* **Exercise objective**:
Can you gather and copy out every row below that contains the string "brown", matching case exactly?

Data items:
________________
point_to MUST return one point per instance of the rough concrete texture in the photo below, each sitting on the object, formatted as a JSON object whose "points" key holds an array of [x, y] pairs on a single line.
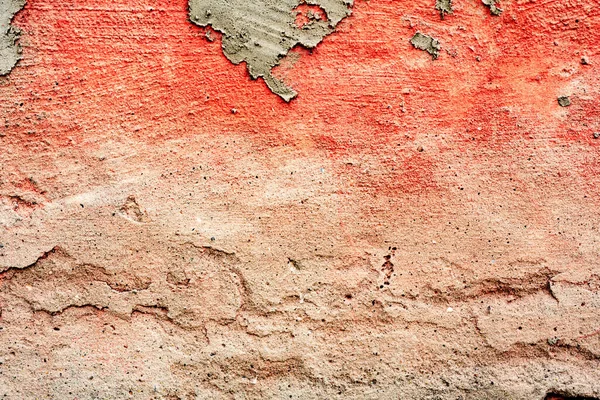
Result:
{"points": [[426, 43], [405, 229], [493, 6], [262, 32], [444, 7], [10, 52]]}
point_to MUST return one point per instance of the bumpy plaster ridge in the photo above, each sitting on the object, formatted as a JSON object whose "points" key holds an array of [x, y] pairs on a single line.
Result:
{"points": [[10, 51]]}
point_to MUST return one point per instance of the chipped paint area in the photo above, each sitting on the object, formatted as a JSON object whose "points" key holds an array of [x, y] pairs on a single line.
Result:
{"points": [[10, 51], [404, 229], [262, 32]]}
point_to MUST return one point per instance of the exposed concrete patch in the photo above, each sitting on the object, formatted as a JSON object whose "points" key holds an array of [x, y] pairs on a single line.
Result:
{"points": [[492, 4], [262, 32], [10, 51], [564, 101], [426, 43], [444, 7]]}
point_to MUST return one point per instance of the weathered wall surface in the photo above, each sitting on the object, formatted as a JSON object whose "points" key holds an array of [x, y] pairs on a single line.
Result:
{"points": [[406, 228]]}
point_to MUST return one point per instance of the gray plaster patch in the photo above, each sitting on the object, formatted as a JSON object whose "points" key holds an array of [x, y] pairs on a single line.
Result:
{"points": [[426, 43], [262, 32], [10, 51], [444, 7], [493, 6]]}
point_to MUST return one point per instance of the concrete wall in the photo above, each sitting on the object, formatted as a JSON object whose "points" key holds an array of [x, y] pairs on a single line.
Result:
{"points": [[406, 228]]}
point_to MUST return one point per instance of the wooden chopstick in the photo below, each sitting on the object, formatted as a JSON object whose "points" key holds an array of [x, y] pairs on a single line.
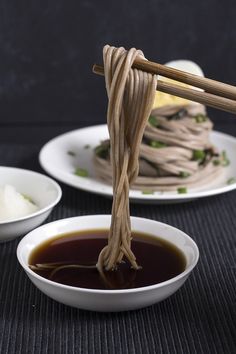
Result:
{"points": [[218, 95]]}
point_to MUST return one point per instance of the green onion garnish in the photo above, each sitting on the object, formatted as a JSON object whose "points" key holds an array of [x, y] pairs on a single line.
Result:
{"points": [[184, 174], [157, 144], [216, 162], [153, 121], [81, 172], [231, 180], [199, 155], [182, 190]]}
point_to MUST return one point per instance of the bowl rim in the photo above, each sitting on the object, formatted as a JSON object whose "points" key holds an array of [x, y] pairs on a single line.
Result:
{"points": [[104, 291], [41, 210]]}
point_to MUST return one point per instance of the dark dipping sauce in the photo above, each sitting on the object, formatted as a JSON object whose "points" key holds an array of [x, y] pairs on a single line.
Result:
{"points": [[160, 260]]}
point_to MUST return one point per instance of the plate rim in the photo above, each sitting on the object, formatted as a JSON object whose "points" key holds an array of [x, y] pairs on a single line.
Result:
{"points": [[142, 198]]}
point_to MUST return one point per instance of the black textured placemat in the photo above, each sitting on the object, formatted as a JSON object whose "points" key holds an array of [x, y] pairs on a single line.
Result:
{"points": [[199, 318]]}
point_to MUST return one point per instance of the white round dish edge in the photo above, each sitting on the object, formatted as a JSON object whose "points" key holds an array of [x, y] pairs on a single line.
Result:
{"points": [[56, 161]]}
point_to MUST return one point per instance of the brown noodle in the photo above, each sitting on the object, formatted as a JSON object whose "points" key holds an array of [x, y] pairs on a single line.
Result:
{"points": [[131, 94]]}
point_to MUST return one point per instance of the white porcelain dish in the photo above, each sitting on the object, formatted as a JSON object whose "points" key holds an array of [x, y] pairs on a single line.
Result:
{"points": [[107, 300], [44, 191], [56, 160]]}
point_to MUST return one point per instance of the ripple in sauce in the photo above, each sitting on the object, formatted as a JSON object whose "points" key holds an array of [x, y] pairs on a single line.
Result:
{"points": [[160, 260]]}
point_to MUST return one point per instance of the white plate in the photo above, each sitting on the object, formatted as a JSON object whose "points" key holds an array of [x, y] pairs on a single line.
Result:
{"points": [[56, 161]]}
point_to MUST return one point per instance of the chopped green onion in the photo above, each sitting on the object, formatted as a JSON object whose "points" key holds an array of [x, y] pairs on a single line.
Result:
{"points": [[231, 180], [153, 121], [147, 192], [157, 144], [199, 155], [182, 190], [216, 162], [200, 118], [81, 172], [184, 174], [225, 162]]}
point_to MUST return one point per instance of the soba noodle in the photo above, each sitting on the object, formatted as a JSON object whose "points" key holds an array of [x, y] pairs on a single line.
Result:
{"points": [[131, 94], [176, 151]]}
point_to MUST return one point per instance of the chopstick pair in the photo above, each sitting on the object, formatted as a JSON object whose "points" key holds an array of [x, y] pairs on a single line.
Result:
{"points": [[216, 94]]}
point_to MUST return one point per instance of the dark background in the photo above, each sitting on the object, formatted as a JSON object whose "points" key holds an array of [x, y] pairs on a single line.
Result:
{"points": [[47, 50]]}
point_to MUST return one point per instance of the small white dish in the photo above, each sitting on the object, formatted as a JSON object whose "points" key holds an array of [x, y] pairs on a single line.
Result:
{"points": [[44, 192], [56, 160], [107, 300]]}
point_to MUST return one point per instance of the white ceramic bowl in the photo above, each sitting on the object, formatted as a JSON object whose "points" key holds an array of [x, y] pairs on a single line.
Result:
{"points": [[44, 191], [107, 300]]}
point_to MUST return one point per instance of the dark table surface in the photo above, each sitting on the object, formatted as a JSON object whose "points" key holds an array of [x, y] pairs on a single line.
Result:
{"points": [[199, 318]]}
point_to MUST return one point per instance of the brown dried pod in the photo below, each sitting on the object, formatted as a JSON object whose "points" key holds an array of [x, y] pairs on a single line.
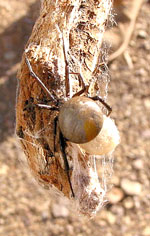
________________
* **Answer below**:
point_to MUST return one point per instance of the brown noodle in the photo above, each sitting on the object, formatted as a JSON object whose "points" key holds an array of [x, y] pairs on a single line.
point_to MUST return one point per instance of the brown dried pod in the photo below, each sitting on the object, formatted as a JSON object whose "points" key holds an array of [x, y] pairs on a single line.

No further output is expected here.